Text passage Start Marker

Mind & Body

Giving Good Advice

Advice

I’ve written in the past about the good advice I’ve received from various people in my life. Last week, I wrote about how to avoid unsolicited advice. Today, I’m going to round out the discussion with some thoughts about how to give your friends and loved ones good advice.

As a professor, one of my many jobs is to serve as an advisor. Part of that job involves helping students figure out what classes to take each semester–but that tends to be a fairly small part of advising. Students have sought me out to talk through roommate conflicts, issues with significant others, and difficult conversations they need to have with parents. They come in to talk about studying abroad–how to choose a program, when to apply, and whether to apply. Sometimes they come into my office to talk just because they know I’ll listen. They don’t have anyone else in their life who’s willing to do that.

Which brings me to my first suggestion for giving good advice:

Listen for a long time before you speak.

When I was new to the game of advising, I’d often start talking too soon–before the student had actually gotten to the point. This meant I was often giving advice that was irrelevant to the real issue.

A student might, for instance, come into my office and ask about how to apply for graduate school before getting around to the fact that going to grad school likely meant ending a longstanding relationship. What that student really wanted was advice on how to explain this decision to the various people who’d be questioning that choice.

Most of the time, people who come to you for advice will take a while to get to the point. There’s a story behind the question. Sometimes that story is lengthy, so be patient and hear them out. If you don’t have time, suggest getting together sometime when you do. And don’t start talking until you hear a question like What do you think? or an observation like I just don’t know what to do.

That’s your cue. When you hear it:

Ask lots of questions.

When a friend comes to you for guidance, chances are they’re trying to clarify their own thinking. That’s why people don’t always take the advice we offer–sometimes, our suggestion helps them figure out what they’re not willing to do.

So rather than jump into advice-giving, ask the questions that will help them get some clarity. What does your gut tell you to do? What’s keeping you from doing that? What priorities are in conflict here? Are those your priorities, or someone else’s? What’s the bottom line–what do you want to do? What’s the worst case scenario, if you make that decision? These kinds of questions allow us to say, out loud, in front of another person, what we’re really thinking. Simply doing that can be really powerful.

Text passage End Marker
Entries provided Start Marker

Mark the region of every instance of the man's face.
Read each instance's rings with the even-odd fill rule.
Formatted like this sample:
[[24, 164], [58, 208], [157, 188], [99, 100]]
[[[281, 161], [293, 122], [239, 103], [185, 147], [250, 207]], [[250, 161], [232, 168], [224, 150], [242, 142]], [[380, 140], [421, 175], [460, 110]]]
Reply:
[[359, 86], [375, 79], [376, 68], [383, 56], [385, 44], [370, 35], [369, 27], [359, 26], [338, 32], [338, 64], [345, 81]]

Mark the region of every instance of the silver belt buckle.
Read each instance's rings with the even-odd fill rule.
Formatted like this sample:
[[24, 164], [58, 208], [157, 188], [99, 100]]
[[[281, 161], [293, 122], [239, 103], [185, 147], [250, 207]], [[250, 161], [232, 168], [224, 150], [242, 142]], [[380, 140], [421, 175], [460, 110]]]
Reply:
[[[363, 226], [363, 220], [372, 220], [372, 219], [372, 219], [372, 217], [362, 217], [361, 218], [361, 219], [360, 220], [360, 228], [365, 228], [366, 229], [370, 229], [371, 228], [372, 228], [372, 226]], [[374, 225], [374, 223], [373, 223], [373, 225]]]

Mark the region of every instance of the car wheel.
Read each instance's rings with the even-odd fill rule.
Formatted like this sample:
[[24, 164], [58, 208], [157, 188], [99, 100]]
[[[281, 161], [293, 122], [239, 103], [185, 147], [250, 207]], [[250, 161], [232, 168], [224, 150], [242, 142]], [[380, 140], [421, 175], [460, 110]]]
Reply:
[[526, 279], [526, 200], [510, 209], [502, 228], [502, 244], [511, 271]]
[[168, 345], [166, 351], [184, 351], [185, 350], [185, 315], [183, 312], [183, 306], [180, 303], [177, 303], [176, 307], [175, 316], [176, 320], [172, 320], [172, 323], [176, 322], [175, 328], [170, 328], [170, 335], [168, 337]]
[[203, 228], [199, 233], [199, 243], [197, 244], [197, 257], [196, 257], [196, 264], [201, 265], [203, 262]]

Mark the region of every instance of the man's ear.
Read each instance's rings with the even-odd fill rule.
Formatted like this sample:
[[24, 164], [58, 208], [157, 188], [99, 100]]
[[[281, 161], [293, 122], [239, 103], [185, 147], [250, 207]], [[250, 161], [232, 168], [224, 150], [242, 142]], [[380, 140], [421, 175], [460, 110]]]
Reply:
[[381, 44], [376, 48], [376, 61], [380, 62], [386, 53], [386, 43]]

Entries provided End Marker

▸ **Tasks**:
a. Translate this sentence from the text on giving good advice into Spanish: "Most of the time, people who come to you for advice will take a while to get to the point."
b. Pick up the text on giving good advice after its last sentence and write the next part of it.

▸ **Responses for each task**:
a. La mayoría de las veces, las personas que acuden a ti en busca de consejo tardan un buen rato en ir al grano.

b.
Of course, it’s crucial that you listen when those questions are being answered. Even if you’re convinced that your friend isn’t being honest with herself–if she claims that something is a priority when you’re certain that it’s not–move forward as if she’s telling the truth. Chances are, she’ll recognize her own dishonesty as you sort through the issues. (And if she doesn’t? There’s not a thing you can say to make that happen. People get honest with themselves when they’re ready to, and not one moment sooner.)

Finally, be honest.

Giving advice can be a really difficult business. Sometimes you have to tell people things they don’t want to hear. More than once, I’ve been the person who has to tell a student that their chances of being admitted to a prestigious graduate program are exceedingly slim. I do not tell those students whether or not they should apply; that’s their decision, and it’s not my job to discourage them. It is, however, my job to be honest–even when that means delivering bad news.

But when someone comes to me and says I want you to be completely honest, I try to hold off on giving advice as long as possible. Why, you ask? Isn’t this person literally begging for honesty? I don’t think so. The person who asks for total candor wants to hear you say the thing they know is true, but can’t admit to themselves. They want you to do this so they can reject it outright. For instance:

 

Friend: I want you to be completely honest. Do you think I’m unprofessional at work?

You: Well . . . I guess you do talk about your personal life a lot. You could probably do that less often.

Friend: Everybody does that! Am I supposed to pretend that I don’t have a life outside of work? That’s ridiculous!

 

See what happened there? But watch what happens when you listen and ask questions instead.

 

Friend: I want you to be completely honest. Do you think I’m unprofessional at work?

You: Why are you asking me that?

Friend: Well, I had my quarterly evaluation today . . . (Recap of the evaluation) . . . My supervisor said that’s something I need to work on.

You: Do you think that’s true?

Friend: Well . . . yes and no. I mean, I guess I talk about my personal life a lot. But everyone does that!

You: Do you think you do it more often than people?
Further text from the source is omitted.